• _WHAT TO WORK ON_: Reproduce the data below line for line, without changing anything, but omit the picture.

• _PROVIDED MATERIAL_:
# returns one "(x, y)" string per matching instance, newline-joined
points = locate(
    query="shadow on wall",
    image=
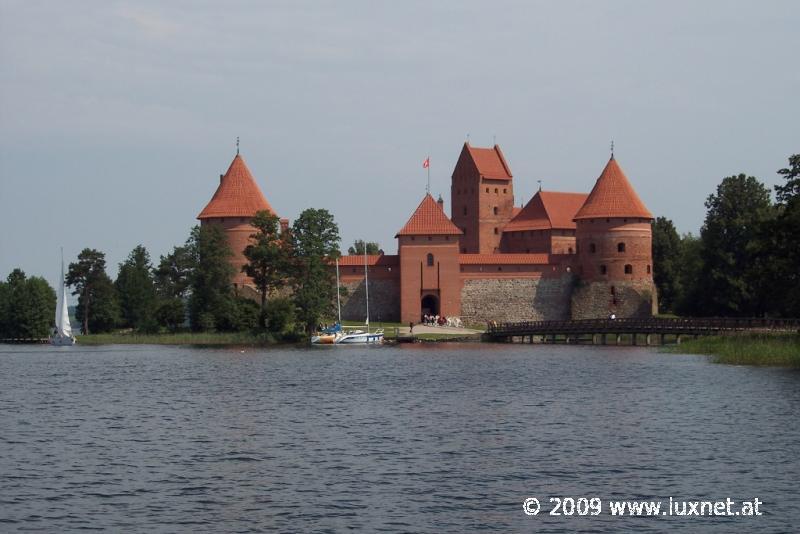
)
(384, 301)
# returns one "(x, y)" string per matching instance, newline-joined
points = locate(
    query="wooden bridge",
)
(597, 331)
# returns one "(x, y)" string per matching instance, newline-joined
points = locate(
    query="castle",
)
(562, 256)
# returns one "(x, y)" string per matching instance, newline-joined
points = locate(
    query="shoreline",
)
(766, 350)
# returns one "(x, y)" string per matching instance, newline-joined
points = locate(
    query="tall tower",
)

• _THE SOLUTION_:
# returns one "(x, y)" string per matching instance, newline-joined
points = locate(
    query="shadow on wall",
    image=
)
(384, 301)
# returns one "(x, y)" string per matching instance, newline-joined
points = locate(
    query="wooden bridge",
)
(597, 331)
# returns one "(x, y)" string per matching instance, newline-joined
points = locate(
    query="castle",
)
(562, 256)
# returns one "(x, y)" string per matching instance, newline-joined
points = locate(
    query="shoreline",
)
(766, 350)
# returns one "(x, y)" string per matching instance, newline-joined
points = locate(
    query="tall tower",
)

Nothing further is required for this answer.